## [Exercise goal]
Name every attorney listed in the court case below, noting which party each one represented.

** START OF Source document **

Berry v. New York Cent. & H.R.r. Co.

Decision Date21 May 1909
Citation88 N.E. 588,202 Mass. 197
PartiesBERRY v. NEW YORK CENT, & H. R. R. CO.
CourtUnited States State Supreme Judicial Court of Massachusetts Supreme Court

The following requests for instructions, duly made by the defendant, were refused, and proper exception taken:

'On the evidence, the plaintiff and the crew of the shifter were fellow servants, and the defendant is not liable to the plaintiff for the negligence, if any, of the said shifting crew.
'On the evidence, the jury would be justified in finding that the plaintiff assumed the risk incident to the position he took between the cars and the engine.'
'The test of the question whether the plaintiff and the other men engaged in the same work of making up the train in the joint yard were fellow servants or not is whether they were all subject to the control, orders and directions of the same master for that time, at that place and in that undertaking.'
COUNSEL

J. E. Hannigan, I. Fox, and A. F. Means, for plaintiff.

Archibald R. Tisdale, for defendant.

OPINION

SHELDON J.

The plaintiff, it is now settled by the verdict, received his injuries by reason of the negligence of the members of the shifting crew in the yard at Rotterdam Junction. These men were employed jointly by the defendant and the Fitchburg Railroad Company; and the first question raised by these exceptions is whether the judge should have ruled, in accordance with the defendant's request, that the plaintiff and the members of this crew were fellow servants, and so that the plaintiff cannot recover for an injury occasioned by their negligence.

** END OF Source document **
** START OF Dataset extract **

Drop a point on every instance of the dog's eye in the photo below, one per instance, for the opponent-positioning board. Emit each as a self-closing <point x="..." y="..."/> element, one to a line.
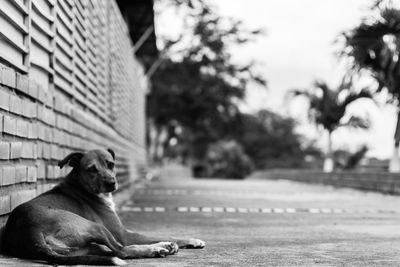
<point x="92" y="169"/>
<point x="110" y="165"/>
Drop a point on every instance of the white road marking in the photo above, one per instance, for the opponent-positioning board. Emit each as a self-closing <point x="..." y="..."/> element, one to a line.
<point x="250" y="210"/>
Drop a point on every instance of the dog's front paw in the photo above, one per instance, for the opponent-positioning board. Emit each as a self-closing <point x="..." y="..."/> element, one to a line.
<point x="157" y="252"/>
<point x="172" y="247"/>
<point x="192" y="243"/>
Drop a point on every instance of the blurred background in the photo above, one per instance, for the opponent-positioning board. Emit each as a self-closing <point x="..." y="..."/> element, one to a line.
<point x="275" y="84"/>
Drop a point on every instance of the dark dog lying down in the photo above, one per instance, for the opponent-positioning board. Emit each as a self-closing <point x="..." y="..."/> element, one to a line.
<point x="76" y="223"/>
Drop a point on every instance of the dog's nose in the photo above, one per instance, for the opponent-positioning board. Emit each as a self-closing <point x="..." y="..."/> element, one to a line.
<point x="111" y="183"/>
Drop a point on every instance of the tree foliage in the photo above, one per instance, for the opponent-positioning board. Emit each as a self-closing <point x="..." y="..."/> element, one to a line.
<point x="197" y="86"/>
<point x="327" y="106"/>
<point x="374" y="46"/>
<point x="270" y="140"/>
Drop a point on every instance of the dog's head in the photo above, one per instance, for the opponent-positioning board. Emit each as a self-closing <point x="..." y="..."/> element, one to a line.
<point x="95" y="169"/>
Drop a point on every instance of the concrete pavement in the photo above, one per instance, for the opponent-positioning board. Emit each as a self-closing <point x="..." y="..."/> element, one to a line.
<point x="259" y="222"/>
<point x="268" y="223"/>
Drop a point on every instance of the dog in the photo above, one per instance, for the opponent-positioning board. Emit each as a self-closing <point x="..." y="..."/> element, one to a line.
<point x="76" y="222"/>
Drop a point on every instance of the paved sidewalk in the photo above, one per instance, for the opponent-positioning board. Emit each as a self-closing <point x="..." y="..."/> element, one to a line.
<point x="265" y="223"/>
<point x="268" y="223"/>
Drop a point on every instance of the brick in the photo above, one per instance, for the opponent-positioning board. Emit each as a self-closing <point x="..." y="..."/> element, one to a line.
<point x="33" y="89"/>
<point x="15" y="104"/>
<point x="57" y="172"/>
<point x="5" y="204"/>
<point x="41" y="94"/>
<point x="48" y="134"/>
<point x="22" y="83"/>
<point x="40" y="112"/>
<point x="32" y="130"/>
<point x="25" y="108"/>
<point x="50" y="172"/>
<point x="9" y="125"/>
<point x="22" y="128"/>
<point x="27" y="151"/>
<point x="20" y="174"/>
<point x="32" y="110"/>
<point x="9" y="77"/>
<point x="59" y="103"/>
<point x="49" y="99"/>
<point x="35" y="154"/>
<point x="4" y="100"/>
<point x="40" y="150"/>
<point x="4" y="150"/>
<point x="8" y="175"/>
<point x="46" y="151"/>
<point x="20" y="197"/>
<point x="41" y="131"/>
<point x="41" y="171"/>
<point x="54" y="151"/>
<point x="32" y="174"/>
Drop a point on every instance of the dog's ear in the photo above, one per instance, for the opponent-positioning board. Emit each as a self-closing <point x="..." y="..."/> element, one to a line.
<point x="72" y="159"/>
<point x="111" y="152"/>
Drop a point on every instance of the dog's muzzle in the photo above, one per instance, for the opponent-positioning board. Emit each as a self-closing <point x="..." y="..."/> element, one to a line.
<point x="110" y="186"/>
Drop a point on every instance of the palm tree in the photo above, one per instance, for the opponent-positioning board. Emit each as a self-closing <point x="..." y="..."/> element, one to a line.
<point x="374" y="47"/>
<point x="327" y="108"/>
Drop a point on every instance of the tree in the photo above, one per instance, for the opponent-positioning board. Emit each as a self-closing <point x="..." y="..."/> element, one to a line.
<point x="197" y="87"/>
<point x="374" y="47"/>
<point x="327" y="108"/>
<point x="270" y="140"/>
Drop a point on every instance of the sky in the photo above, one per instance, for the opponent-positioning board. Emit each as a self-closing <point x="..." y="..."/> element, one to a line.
<point x="297" y="48"/>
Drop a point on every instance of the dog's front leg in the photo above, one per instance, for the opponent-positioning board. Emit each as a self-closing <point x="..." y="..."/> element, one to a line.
<point x="139" y="239"/>
<point x="156" y="250"/>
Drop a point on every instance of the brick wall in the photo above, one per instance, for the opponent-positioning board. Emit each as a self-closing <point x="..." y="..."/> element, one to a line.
<point x="384" y="182"/>
<point x="68" y="81"/>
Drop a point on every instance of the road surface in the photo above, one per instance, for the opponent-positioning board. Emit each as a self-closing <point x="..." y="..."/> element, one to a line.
<point x="258" y="222"/>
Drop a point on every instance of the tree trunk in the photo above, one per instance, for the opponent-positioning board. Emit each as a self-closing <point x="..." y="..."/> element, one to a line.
<point x="395" y="161"/>
<point x="328" y="163"/>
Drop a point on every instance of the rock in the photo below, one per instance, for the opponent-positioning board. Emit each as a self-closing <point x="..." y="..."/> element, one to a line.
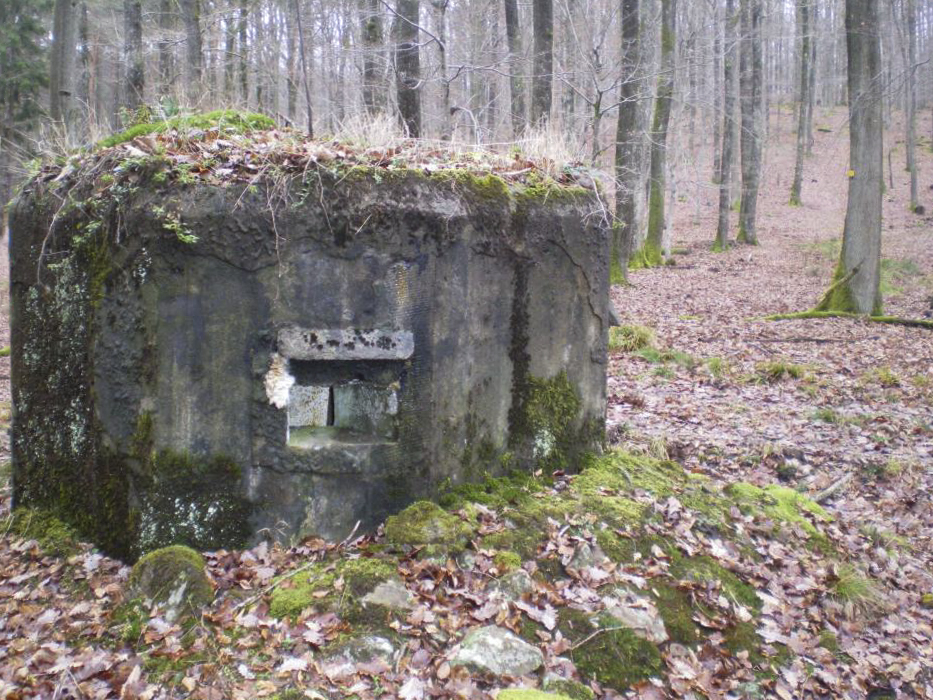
<point x="497" y="651"/>
<point x="425" y="522"/>
<point x="360" y="650"/>
<point x="572" y="689"/>
<point x="586" y="555"/>
<point x="530" y="694"/>
<point x="512" y="586"/>
<point x="638" y="614"/>
<point x="390" y="594"/>
<point x="175" y="579"/>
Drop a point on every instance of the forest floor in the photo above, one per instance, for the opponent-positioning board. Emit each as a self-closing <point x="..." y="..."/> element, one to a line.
<point x="810" y="404"/>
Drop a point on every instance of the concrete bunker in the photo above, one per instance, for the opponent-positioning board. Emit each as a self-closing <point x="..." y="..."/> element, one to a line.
<point x="205" y="352"/>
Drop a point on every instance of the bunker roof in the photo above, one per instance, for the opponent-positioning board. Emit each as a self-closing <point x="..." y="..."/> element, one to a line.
<point x="228" y="146"/>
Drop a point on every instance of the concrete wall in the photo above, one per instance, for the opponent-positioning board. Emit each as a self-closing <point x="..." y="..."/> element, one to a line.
<point x="309" y="364"/>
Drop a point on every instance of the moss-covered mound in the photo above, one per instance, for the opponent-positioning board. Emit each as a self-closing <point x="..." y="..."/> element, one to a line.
<point x="426" y="523"/>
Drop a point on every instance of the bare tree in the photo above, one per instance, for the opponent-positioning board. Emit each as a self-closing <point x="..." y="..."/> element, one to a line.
<point x="373" y="91"/>
<point x="627" y="140"/>
<point x="856" y="283"/>
<point x="541" y="86"/>
<point x="728" y="130"/>
<point x="62" y="75"/>
<point x="191" y="19"/>
<point x="516" y="84"/>
<point x="653" y="251"/>
<point x="751" y="93"/>
<point x="911" y="101"/>
<point x="408" y="65"/>
<point x="133" y="53"/>
<point x="803" y="28"/>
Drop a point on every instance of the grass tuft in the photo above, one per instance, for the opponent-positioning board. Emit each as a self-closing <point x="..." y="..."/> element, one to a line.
<point x="630" y="338"/>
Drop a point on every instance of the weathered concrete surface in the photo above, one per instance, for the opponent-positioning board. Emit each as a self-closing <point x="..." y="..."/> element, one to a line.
<point x="165" y="390"/>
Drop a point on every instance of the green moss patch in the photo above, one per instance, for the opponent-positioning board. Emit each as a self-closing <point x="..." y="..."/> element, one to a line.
<point x="54" y="536"/>
<point x="527" y="694"/>
<point x="616" y="658"/>
<point x="782" y="505"/>
<point x="318" y="587"/>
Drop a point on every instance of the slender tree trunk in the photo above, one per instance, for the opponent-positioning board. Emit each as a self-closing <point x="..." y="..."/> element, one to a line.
<point x="408" y="65"/>
<point x="728" y="129"/>
<point x="191" y="18"/>
<point x="856" y="283"/>
<point x="911" y="87"/>
<point x="627" y="143"/>
<point x="653" y="253"/>
<point x="803" y="27"/>
<point x="516" y="84"/>
<point x="62" y="68"/>
<point x="133" y="53"/>
<point x="243" y="50"/>
<point x="305" y="72"/>
<point x="718" y="94"/>
<point x="373" y="91"/>
<point x="541" y="87"/>
<point x="751" y="84"/>
<point x="166" y="57"/>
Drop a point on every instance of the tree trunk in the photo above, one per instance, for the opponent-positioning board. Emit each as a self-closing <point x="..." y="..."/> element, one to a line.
<point x="803" y="27"/>
<point x="728" y="129"/>
<point x="911" y="87"/>
<point x="627" y="143"/>
<point x="64" y="58"/>
<point x="243" y="51"/>
<point x="191" y="18"/>
<point x="166" y="58"/>
<point x="751" y="85"/>
<point x="856" y="283"/>
<point x="653" y="253"/>
<point x="408" y="65"/>
<point x="543" y="61"/>
<point x="373" y="91"/>
<point x="717" y="96"/>
<point x="133" y="53"/>
<point x="305" y="72"/>
<point x="516" y="84"/>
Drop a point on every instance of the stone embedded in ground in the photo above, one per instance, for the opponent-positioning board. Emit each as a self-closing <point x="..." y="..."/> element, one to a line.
<point x="497" y="651"/>
<point x="575" y="690"/>
<point x="638" y="614"/>
<point x="359" y="650"/>
<point x="390" y="594"/>
<point x="512" y="586"/>
<point x="586" y="555"/>
<point x="211" y="374"/>
<point x="174" y="579"/>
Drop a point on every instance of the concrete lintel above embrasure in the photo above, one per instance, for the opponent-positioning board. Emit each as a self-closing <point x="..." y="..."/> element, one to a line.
<point x="345" y="344"/>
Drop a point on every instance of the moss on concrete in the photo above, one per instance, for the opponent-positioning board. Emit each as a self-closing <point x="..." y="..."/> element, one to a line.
<point x="241" y="122"/>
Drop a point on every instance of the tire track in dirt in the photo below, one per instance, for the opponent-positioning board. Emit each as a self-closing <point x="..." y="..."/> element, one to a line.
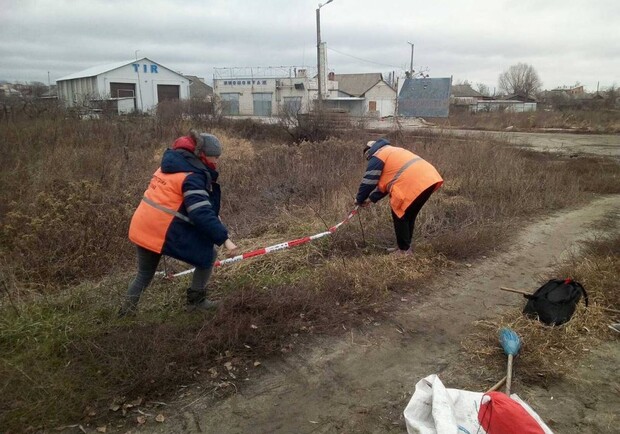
<point x="358" y="382"/>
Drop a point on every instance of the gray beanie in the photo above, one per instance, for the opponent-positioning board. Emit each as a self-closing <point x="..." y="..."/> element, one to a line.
<point x="209" y="145"/>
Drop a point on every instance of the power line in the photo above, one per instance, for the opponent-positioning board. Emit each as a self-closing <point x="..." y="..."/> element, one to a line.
<point x="363" y="60"/>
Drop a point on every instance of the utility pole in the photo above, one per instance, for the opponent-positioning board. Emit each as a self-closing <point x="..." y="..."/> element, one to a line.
<point x="318" y="51"/>
<point x="411" y="63"/>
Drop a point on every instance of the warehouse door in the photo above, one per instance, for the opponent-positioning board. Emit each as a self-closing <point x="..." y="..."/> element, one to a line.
<point x="124" y="90"/>
<point x="262" y="104"/>
<point x="230" y="104"/>
<point x="167" y="92"/>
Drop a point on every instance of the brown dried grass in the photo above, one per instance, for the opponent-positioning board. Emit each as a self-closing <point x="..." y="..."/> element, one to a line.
<point x="549" y="353"/>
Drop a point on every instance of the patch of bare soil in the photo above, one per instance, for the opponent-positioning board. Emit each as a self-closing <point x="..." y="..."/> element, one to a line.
<point x="361" y="381"/>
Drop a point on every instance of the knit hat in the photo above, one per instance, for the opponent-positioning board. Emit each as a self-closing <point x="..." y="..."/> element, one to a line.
<point x="209" y="145"/>
<point x="368" y="145"/>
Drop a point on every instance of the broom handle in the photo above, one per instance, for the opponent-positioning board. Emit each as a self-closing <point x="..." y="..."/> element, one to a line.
<point x="519" y="291"/>
<point x="509" y="375"/>
<point x="497" y="385"/>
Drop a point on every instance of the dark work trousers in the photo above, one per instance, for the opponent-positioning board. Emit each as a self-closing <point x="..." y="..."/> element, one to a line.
<point x="404" y="226"/>
<point x="147" y="265"/>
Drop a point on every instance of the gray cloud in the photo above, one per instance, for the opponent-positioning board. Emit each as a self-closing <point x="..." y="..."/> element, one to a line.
<point x="566" y="41"/>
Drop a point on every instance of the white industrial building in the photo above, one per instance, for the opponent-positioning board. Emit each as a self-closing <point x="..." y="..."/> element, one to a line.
<point x="135" y="85"/>
<point x="266" y="91"/>
<point x="362" y="94"/>
<point x="272" y="91"/>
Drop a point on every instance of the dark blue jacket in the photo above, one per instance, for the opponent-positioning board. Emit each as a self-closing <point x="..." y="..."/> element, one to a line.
<point x="368" y="186"/>
<point x="193" y="242"/>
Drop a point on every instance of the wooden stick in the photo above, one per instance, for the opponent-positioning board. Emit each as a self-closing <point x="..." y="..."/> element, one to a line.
<point x="509" y="375"/>
<point x="497" y="385"/>
<point x="517" y="291"/>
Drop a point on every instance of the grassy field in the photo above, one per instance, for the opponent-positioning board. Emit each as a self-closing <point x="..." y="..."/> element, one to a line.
<point x="66" y="261"/>
<point x="578" y="121"/>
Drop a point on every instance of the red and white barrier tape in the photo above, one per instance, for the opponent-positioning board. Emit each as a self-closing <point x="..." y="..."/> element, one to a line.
<point x="275" y="247"/>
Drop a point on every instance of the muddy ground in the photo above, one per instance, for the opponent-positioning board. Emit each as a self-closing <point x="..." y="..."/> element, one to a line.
<point x="361" y="381"/>
<point x="558" y="142"/>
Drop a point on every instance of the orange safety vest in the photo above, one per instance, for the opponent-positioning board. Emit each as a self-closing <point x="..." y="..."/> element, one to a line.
<point x="405" y="176"/>
<point x="159" y="206"/>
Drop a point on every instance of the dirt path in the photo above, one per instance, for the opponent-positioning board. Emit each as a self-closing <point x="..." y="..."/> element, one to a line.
<point x="559" y="142"/>
<point x="598" y="144"/>
<point x="360" y="382"/>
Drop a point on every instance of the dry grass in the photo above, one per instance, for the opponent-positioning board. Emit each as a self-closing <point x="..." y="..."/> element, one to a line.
<point x="65" y="209"/>
<point x="549" y="353"/>
<point x="579" y="121"/>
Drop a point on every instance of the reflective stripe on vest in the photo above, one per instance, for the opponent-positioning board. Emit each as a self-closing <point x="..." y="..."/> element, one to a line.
<point x="166" y="210"/>
<point x="400" y="172"/>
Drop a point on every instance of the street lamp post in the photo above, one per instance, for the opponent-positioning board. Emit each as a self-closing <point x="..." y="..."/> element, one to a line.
<point x="318" y="49"/>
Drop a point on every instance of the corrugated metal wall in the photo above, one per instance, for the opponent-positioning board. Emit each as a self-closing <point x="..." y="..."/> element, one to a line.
<point x="425" y="97"/>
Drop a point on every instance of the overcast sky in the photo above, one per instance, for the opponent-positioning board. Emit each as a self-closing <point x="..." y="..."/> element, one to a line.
<point x="566" y="41"/>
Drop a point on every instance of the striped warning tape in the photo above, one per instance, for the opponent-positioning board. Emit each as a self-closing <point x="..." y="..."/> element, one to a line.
<point x="275" y="247"/>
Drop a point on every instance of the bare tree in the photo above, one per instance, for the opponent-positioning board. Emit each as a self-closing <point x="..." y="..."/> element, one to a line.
<point x="520" y="79"/>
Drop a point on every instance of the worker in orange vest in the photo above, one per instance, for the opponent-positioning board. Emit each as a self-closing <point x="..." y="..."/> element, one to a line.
<point x="408" y="179"/>
<point x="179" y="217"/>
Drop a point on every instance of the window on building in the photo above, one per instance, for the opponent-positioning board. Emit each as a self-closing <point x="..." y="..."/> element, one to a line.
<point x="292" y="104"/>
<point x="262" y="104"/>
<point x="168" y="92"/>
<point x="230" y="103"/>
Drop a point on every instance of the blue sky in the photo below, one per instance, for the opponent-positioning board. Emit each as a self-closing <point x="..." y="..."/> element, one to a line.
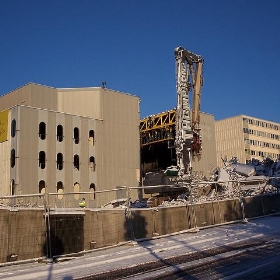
<point x="130" y="44"/>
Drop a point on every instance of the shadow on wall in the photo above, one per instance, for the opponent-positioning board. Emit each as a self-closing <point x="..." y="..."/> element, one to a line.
<point x="135" y="225"/>
<point x="53" y="246"/>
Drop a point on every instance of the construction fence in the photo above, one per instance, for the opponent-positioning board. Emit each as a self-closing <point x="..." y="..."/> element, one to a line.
<point x="47" y="225"/>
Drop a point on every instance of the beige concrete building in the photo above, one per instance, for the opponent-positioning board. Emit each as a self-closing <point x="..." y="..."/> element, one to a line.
<point x="246" y="138"/>
<point x="58" y="140"/>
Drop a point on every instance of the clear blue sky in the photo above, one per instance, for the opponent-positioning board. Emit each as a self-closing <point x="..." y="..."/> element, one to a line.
<point x="129" y="44"/>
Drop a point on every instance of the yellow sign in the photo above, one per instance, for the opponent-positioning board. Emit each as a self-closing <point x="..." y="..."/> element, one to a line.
<point x="4" y="125"/>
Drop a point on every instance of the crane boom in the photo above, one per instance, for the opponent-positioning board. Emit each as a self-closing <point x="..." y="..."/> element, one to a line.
<point x="188" y="79"/>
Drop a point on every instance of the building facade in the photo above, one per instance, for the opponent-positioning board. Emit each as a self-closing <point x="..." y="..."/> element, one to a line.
<point x="246" y="138"/>
<point x="56" y="140"/>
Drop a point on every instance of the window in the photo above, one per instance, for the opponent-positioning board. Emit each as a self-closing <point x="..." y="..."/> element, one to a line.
<point x="42" y="159"/>
<point x="42" y="130"/>
<point x="60" y="190"/>
<point x="76" y="135"/>
<point x="13" y="128"/>
<point x="76" y="191"/>
<point x="92" y="164"/>
<point x="42" y="186"/>
<point x="13" y="157"/>
<point x="92" y="189"/>
<point x="59" y="133"/>
<point x="76" y="162"/>
<point x="59" y="161"/>
<point x="91" y="137"/>
<point x="13" y="185"/>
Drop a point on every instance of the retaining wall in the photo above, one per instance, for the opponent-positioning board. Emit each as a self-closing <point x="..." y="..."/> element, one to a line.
<point x="23" y="231"/>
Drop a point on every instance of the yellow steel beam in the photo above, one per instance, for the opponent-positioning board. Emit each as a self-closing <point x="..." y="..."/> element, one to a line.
<point x="158" y="128"/>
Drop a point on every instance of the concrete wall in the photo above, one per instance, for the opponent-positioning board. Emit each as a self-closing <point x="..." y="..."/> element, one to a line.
<point x="23" y="231"/>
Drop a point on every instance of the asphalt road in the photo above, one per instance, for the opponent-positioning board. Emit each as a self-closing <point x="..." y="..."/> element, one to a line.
<point x="248" y="250"/>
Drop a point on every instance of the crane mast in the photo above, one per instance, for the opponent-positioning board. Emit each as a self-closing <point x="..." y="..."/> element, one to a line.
<point x="188" y="79"/>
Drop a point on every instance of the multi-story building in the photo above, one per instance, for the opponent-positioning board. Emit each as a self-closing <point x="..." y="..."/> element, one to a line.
<point x="246" y="138"/>
<point x="61" y="140"/>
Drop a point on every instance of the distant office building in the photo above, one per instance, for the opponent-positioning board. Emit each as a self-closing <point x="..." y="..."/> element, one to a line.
<point x="61" y="140"/>
<point x="246" y="138"/>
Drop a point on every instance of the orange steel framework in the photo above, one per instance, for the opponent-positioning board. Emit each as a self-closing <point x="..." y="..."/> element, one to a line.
<point x="158" y="128"/>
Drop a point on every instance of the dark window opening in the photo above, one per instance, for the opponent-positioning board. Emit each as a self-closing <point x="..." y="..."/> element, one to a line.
<point x="13" y="128"/>
<point x="42" y="159"/>
<point x="76" y="135"/>
<point x="92" y="164"/>
<point x="59" y="161"/>
<point x="42" y="130"/>
<point x="42" y="186"/>
<point x="59" y="133"/>
<point x="91" y="137"/>
<point x="13" y="157"/>
<point x="59" y="187"/>
<point x="76" y="162"/>
<point x="13" y="185"/>
<point x="92" y="189"/>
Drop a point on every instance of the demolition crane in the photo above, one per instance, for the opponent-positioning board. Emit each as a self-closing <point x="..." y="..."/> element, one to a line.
<point x="189" y="80"/>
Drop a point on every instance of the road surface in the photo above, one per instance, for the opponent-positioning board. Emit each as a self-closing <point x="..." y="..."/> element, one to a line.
<point x="249" y="250"/>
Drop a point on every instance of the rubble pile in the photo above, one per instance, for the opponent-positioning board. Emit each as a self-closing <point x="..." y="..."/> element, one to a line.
<point x="235" y="179"/>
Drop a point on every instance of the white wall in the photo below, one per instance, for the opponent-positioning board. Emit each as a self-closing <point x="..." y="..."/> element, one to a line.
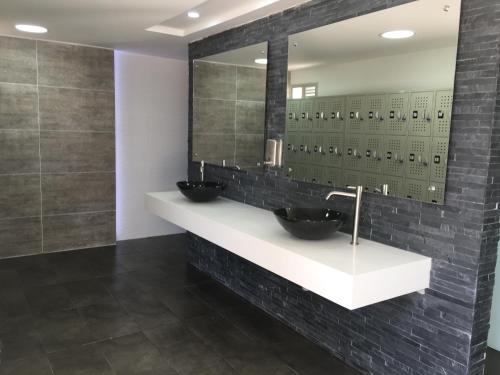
<point x="494" y="335"/>
<point x="151" y="138"/>
<point x="430" y="69"/>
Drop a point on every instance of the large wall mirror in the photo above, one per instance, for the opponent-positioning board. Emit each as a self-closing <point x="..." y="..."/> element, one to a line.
<point x="229" y="107"/>
<point x="369" y="100"/>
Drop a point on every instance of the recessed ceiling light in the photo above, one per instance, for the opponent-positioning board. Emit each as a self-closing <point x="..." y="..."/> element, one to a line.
<point x="31" y="29"/>
<point x="398" y="34"/>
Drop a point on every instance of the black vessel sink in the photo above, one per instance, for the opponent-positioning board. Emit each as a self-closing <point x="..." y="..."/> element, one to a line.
<point x="201" y="191"/>
<point x="310" y="223"/>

** END OF Dataset extract **

## [The completed task]
- J. E. Hannigan: plaintiff
- I. Fox: plaintiff
- A. F. Means: plaintiff
- Archibald R. Tisdale: defendant